____ Texte présenté

Priorité pourtant affichée dans la stratégie de santé (au moins depuis 2013), la réduction des inégalités sociales (ISS) n'a guère été au cœur des politiques publiques et des recommandations des experts lors de la crise liée au Covid-19, dénonce le Haut Conseil de santé publique (HCSP) dans un rapport daté du 22 juillet et publié ce 14 septembre.
Pourtant, plus que jamais, la crise a creusé ces ISS, « socialement construites, évitables et injustes », ainsi que les inégalités territoriales de santé (ITS), qui au-delà de la problématique de l'accès aux soins recouvrent aussi les conditions de vie dans l'environnement chimique, physique et social.
La pandémie a eu des conséquences sanitaires très diverses selon les populations. La surmortalité a ainsi été particulièrement marquée en Seine-Saint-Denis (+118,4 %, au printemps 2020, par rapport au printemps 2019) ou dans les départements denses de du Grand Paris. Autre exemple tiré de l'enquête Sapris, les mesures de lutte contre l'épidémie (confinement) ont davantage profité aux cadres supérieurs qu'aux catégories populaires. En outre, le Covid-19 a eu de nombreuses répercussions indirectes (santé mentale, comportements addictifs, temps devant les écrans, effets économiques, difficultés d'accès aux soins) qui ont frappé plus durement les populations défavorisées.
Des recommandations marginales et peu prises en compte
Quelle fut la réaction des pouvoirs publics à l'aggravation prévisible des ISS lors de la crise ? Selon le HCSP, nombreuses sont les agences sanitaires (Anses, HAS, ANSM) ou sociétés savantes qui n'ont pas émis de recommandations sur les ISS. Quant aux structures qui se sont penchées dessus (Conseil scientifique, HCSP, Académie de médecine, Conférence nationale de santé…), leurs avis ont été peu pris en compte par le gouvernement. La priorité est restée la maîtrise de l'épidémie dans une population homogène.
« La démocratie sanitaire a été pratiquement absente au cours de la crise du Covid. Dans la mesure où les doctrines de santé ont été définies au niveau national ou préfectoral, il a été très difficile d'y impliquer la population », regrette encore le HCSP.

________

Travail demandé –
1 - Relevez toutes les répercussions indirectes du Covid-19 que cite l'article sur les inégalités de santé et le Covid-19.
2 - D'après l'article sur les inégalités de santé et le Covid-19, pourquoi a-t-il été très difficile d'impliquer la population pendant la crise ? Répondez en une à trois phrases.
3 - Poursuivez l'article sur les inégalités de santé et le Covid-19 à partir de sa dernière phrase.

____ Entrées répertoriées

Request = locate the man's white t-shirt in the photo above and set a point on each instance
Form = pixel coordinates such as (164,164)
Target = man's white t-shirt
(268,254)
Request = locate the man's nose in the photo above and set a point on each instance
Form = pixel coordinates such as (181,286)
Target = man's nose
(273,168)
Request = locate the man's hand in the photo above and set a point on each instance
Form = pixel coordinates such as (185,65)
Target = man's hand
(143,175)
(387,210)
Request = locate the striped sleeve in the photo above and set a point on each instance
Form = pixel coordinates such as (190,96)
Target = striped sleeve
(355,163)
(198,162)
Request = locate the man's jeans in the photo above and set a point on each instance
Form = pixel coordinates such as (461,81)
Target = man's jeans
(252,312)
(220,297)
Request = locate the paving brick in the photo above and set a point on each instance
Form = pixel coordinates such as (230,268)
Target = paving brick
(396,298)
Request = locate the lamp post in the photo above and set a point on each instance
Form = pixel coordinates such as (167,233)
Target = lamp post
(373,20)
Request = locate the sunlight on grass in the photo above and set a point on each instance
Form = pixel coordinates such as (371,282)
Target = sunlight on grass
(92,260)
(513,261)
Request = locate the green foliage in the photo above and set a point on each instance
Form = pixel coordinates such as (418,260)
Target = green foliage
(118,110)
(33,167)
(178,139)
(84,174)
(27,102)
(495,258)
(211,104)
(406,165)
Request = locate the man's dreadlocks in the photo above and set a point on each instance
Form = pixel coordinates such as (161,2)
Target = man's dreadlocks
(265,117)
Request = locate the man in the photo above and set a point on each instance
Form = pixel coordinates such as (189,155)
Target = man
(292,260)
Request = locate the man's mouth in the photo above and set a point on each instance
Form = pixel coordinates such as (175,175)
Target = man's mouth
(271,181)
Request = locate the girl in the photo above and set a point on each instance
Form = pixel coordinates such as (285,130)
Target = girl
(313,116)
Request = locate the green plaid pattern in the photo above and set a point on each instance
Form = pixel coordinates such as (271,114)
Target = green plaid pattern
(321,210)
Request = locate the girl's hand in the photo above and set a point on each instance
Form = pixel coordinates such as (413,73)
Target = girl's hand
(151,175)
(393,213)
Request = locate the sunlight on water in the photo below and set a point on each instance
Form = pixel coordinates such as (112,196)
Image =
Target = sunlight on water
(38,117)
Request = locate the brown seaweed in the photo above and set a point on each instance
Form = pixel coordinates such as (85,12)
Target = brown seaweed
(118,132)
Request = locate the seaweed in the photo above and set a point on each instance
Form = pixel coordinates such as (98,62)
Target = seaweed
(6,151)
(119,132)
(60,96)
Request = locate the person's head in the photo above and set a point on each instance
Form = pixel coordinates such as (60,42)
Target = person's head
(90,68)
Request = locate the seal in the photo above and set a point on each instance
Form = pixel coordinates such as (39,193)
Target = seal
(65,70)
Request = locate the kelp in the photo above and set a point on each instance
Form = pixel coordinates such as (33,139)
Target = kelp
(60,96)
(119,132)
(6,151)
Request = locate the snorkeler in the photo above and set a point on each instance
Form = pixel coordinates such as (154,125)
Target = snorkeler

________

Réponses dans l'ordre –
1 - Santé mentale, comportements addictifs, temps devant les écrans, effets économiques, difficultés d'accès aux soins.

2 - Selon le HCSP, les doctrines de santé ont été définies au niveau national ou préfectoral. C'est pour cette raison qu'il a été très difficile d'y impliquer la population.

3 -
Le rapport salue la créativité et les initiatives des associations et de certaines collectivités territoriales, voire d'Agences régionales de santé comme celle d'Île-de-France qui a mis en place précocement des centres Covid pour les précaires ou des actions dans les foyers de travailleurs migrants. Mais dans de nombreux territoires, « une lenteur administrative a été observée ». Sans compter que la gestion de la crise a souvent été confiée aux préfectures, qui ne travaillent pas sur les ISS.
Toute crise sanitaire doit être considérée comme une crise globale
Le HCSP formule une vingtaine de recommandations portant sur la gestion d'une crise, et son anticipation, en insistant sur l'importance de considérer toute crise sanitaire, y compris infectieuse, comme une crise globale. Par conséquent, l'impact des recommandations ou politiques mises en œuvre sur les ISS et les ITS doit être évalué a priori. Pour ce faire, les comités scientifiques divers doivent intégrer les sciences humaines et sociales et des représentants de la société civile.
Le HCSP insiste aussi sur l'application du principe de justice distributive, qui veut que les efforts des politiques publiques soient adaptés aux besoins des différents groupes sociaux. « La vulnérabilité, concept ambigu entre le sanitaire et le social, a été un terme souvent mobilisé. Cela n'a pas favorisé le développement d'une politique inclusive » croisant interventions pour toute la population, et gradation de certaines mesures pour des publics ciblés.
Enfin, dans une perspective de plus long terme pour la lutte contre les ISS, le HCSP appelle à développer le dispositif de suivi statistique et celui d'évaluation des conséquences des politiques nationales et locales.